**Set problem A**
Repeat a passage of the wik.is migration write-up word for word, beginning at the words "One problem we" and stopping after "using multiple servers.".
╭─ Document text
The migration of the wik.is cluster to Amazon EC2 (using RightScale) has vastly improved the architecture of wik.is. Here are some of the technical challenges we faced and how we addressed them using the RightScale/EC2 platform.
Here is a diagram of our overall infrastructure (full-size)
In order to support multiple Apache and Deki API servers, we decided to use HAProxy. HAProxy is a high performance software load balancer. We configured HAProxy to do round-robin load balancing with checks to ensure the backend apache servers are alive and well.
One problem we ran into with multiple frontends for Deki was that Deki uses PHP Sessions. We don't store much in PHP sessions but one common use case within Deki is an HTTP POST, store success or failure message in session, and send 302 redirect. This flow keeps the back button from breaking, but it is a problem when using multiple servers.
Our first (and probably the simplest) way to handle this was to pin sessions to servers. HAProxy supported this scenario by injecting a cookie into each request to the backend apache server. This configuration worked well but wasn't ideal since it doesn't provide the best distribution of requests across servers.
Two other options that we investigated but decided against were storing PHP sessions in a MySQL database or an NFS filesystem. Both would work but we didn't want the overhead of using MySQL or the reliability and speed concerns of using NFS.
The approach we settled on was using memcached to store session information. More details on memcached sessions below. Using memcached to store sessions allows us to use HAProxy without pinning sessions.
HAProxy sends requests to the backend apache servers on a regular basis to check their health. If the backend server is down it is removed from the cluster until it becomes available again. The "check url" is configurable and we decided to point it at: /@api/host/test. This is a nice url because it checks both apache and the deki API (since /@api is actually a proxy to http://localhost:8081). So we kill two birds with one stone here. If either apache or the dekiwiki mono process dies, haproxy does the same thing. The frequency of the health checks can also be specified. Since requesting /@api/host/test is a little more expensive than requesting a static file on the apache server, we changed the check interval to 10 seconds (instead of the default of 2 seconds). This means we're not bombarding the deki API with requests, but we may not detect a failure as quickly either.
╰─
╭─ Listing
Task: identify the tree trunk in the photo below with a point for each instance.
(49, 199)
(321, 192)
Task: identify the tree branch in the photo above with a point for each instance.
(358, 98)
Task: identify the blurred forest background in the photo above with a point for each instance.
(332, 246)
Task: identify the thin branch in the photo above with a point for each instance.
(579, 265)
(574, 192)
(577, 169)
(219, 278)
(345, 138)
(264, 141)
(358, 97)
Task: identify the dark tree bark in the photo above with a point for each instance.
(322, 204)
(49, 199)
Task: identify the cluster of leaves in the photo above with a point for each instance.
╰─
**Set problem B**
Reproduce the entire listing, requests included, and increase every coordinate in the answers by 116.

**Task response A**
One problem we ran into with multiple frontends for Deki was that Deki uses PHP Sessions. We don't store much in PHP sessions but one common use case within Deki is an HTTP POST, store success or failure message in session, and send 302 redirect. This flow keeps the back button from breaking, but it is a problem when using multiple servers.

**Task response B**
Task: identify the tree trunk in the photo below with a point for each instance.
(165, 315)
(437, 308)
Task: identify the tree branch in the photo above with a point for each instance.
(474, 214)
Task: identify the blurred forest background in the photo above with a point for each instance.
(448, 362)
Task: identify the thin branch in the photo above with a point for each instance.
(695, 381)
(690, 308)
(693, 285)
(335, 394)
(461, 254)
(380, 257)
(474, 213)
Task: identify the dark tree bark in the photo above with a point for each instance.
(438, 320)
(165, 315)
Task: identify the cluster of leaves in the photo above with a point for each instance.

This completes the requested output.